### Material provided ###

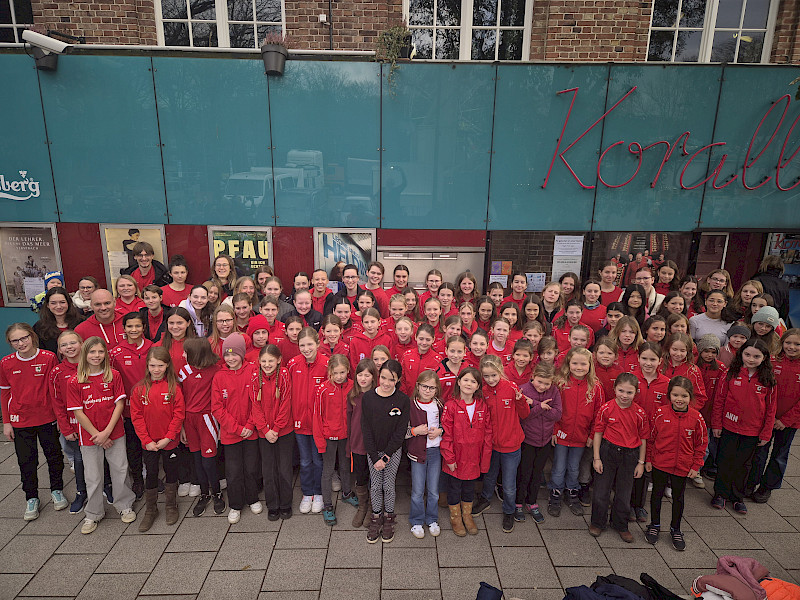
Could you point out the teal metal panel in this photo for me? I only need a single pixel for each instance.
(529, 117)
(325, 132)
(214, 122)
(747, 95)
(101, 121)
(23, 155)
(437, 125)
(666, 102)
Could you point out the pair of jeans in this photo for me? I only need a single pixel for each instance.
(768, 469)
(508, 463)
(425, 476)
(566, 463)
(310, 465)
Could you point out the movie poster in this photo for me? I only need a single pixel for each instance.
(27, 252)
(250, 247)
(118, 241)
(349, 246)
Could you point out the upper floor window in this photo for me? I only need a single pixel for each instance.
(731, 31)
(470, 29)
(223, 23)
(15, 16)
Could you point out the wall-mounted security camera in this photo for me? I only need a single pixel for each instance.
(45, 49)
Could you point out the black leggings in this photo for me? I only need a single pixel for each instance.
(169, 458)
(662, 480)
(205, 468)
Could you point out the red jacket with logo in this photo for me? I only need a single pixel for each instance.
(745, 406)
(272, 411)
(330, 413)
(413, 364)
(158, 414)
(506, 411)
(466, 443)
(787, 391)
(232, 394)
(305, 378)
(579, 405)
(678, 441)
(24, 386)
(693, 374)
(651, 395)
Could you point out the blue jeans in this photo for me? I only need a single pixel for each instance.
(425, 475)
(508, 462)
(566, 461)
(310, 465)
(768, 470)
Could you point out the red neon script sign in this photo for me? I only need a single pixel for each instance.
(752, 157)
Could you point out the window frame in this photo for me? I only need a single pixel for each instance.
(221, 20)
(708, 30)
(466, 28)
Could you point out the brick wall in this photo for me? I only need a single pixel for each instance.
(109, 22)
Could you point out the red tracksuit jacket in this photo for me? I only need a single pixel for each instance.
(232, 394)
(466, 443)
(744, 406)
(330, 413)
(506, 412)
(305, 378)
(677, 441)
(158, 414)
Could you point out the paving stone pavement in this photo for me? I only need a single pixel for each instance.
(302, 559)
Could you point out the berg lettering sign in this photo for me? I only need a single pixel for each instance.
(20, 189)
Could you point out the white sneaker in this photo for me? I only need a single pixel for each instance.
(128, 516)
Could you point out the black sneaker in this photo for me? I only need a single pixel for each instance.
(219, 503)
(651, 534)
(200, 507)
(481, 505)
(508, 523)
(677, 540)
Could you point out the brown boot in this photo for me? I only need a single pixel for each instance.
(171, 504)
(469, 522)
(455, 520)
(151, 510)
(362, 493)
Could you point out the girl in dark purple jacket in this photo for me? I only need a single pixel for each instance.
(545, 402)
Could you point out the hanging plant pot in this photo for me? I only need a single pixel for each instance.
(274, 57)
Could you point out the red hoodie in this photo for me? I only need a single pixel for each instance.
(692, 373)
(305, 378)
(330, 413)
(232, 394)
(579, 406)
(787, 390)
(59, 378)
(157, 414)
(467, 443)
(506, 411)
(677, 441)
(745, 406)
(273, 409)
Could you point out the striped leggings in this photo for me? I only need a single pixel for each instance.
(381, 491)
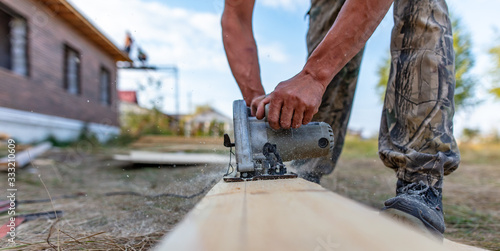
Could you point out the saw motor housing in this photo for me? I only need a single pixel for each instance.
(260, 150)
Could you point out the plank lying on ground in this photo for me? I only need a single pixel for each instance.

###

*Directions for this task*
Exact copies of the entries above are needed, without their pictures.

*Response to this task*
Could you point out the teal metal panel in this photo for me? I only need a single pixel for each instance.
(529, 117)
(325, 132)
(214, 122)
(747, 95)
(101, 121)
(23, 155)
(437, 125)
(666, 102)
Could you point out the pair of jeans in this photo for me? I only need a single pixel for each instance.
(768, 469)
(508, 463)
(425, 476)
(566, 463)
(310, 465)
Could you point out the movie poster in this photo for me? I only need a single pixel for each instance.
(27, 252)
(250, 247)
(118, 241)
(349, 246)
Could you point out the upper floor window in this photo for me? I only need a single pixel for each instance.
(731, 31)
(470, 29)
(223, 23)
(15, 16)
Could you point out the wall-mounted security camera in this photo for me? I only need a single pixel for each instance.
(45, 49)
Could you point out the black leggings in this photo for me? I only need a single pixel for each instance.
(169, 458)
(662, 480)
(205, 468)
Could you point out the red jacket with logo in this photo for me? I only need a single pixel for each instance.
(745, 406)
(272, 411)
(330, 413)
(413, 364)
(158, 414)
(506, 411)
(466, 443)
(787, 391)
(232, 394)
(305, 378)
(579, 405)
(678, 441)
(24, 386)
(693, 374)
(651, 395)
Could you point out the blue jeans in this photo for me? I only need a single pixel for each instance.
(425, 475)
(508, 462)
(566, 461)
(310, 465)
(768, 470)
Could you point out the red neon script sign in this photo for me? I only need a single pixel for each instance.
(752, 157)
Could you point out the window frame in this photo for me? I only need a single pixel for each instance.
(221, 20)
(708, 30)
(466, 28)
Could you point out the brick wall in this photo for me? I only need a single pixel for each instance.
(109, 22)
Could you point out the red tracksuit jacket in this photo for me? I only need a single pixel for each instance.
(232, 394)
(466, 443)
(744, 406)
(330, 413)
(506, 412)
(305, 378)
(677, 441)
(158, 414)
Could you point out the paving stone pavement in this photo for me? I only need a single pixel for each instance.
(302, 559)
Could you point out the berg lettering sign in this photo for me? I only need a single pixel for each instance.
(20, 189)
Could you point out the white sneaker in this photo for me? I only need a single pixel for each instance.
(128, 516)
Could you point out the black sneaker in this photo for me? I only need a single pixel for each instance.
(219, 503)
(651, 534)
(200, 507)
(481, 505)
(508, 523)
(677, 540)
Could you point out the brown boot in this photo for me? I only need a single pixel for each instance.
(171, 504)
(469, 522)
(455, 520)
(151, 510)
(362, 493)
Could you point out the girl in dark purple jacket in this photo for me? I only need a single pixel for each instance.
(545, 402)
Could you point out the hanging plant pot in this photo for me? I only need a single pixel for each instance.
(274, 57)
Could you point out the red hoodie in this photo for me? I only need a single pixel for each instance.
(692, 373)
(305, 378)
(330, 413)
(232, 394)
(579, 406)
(787, 390)
(59, 378)
(157, 414)
(467, 443)
(506, 411)
(677, 441)
(745, 406)
(273, 409)
Could you point out the striped leggings in this photo for me? I only need a single pixel for each instance.
(381, 491)
Could you point out the saw motor housing in this photo for me? I only need a single pixel for each instance.
(260, 150)
Could you point out the plank lying on ground in this photo for me? I only need a single pixel for each instance.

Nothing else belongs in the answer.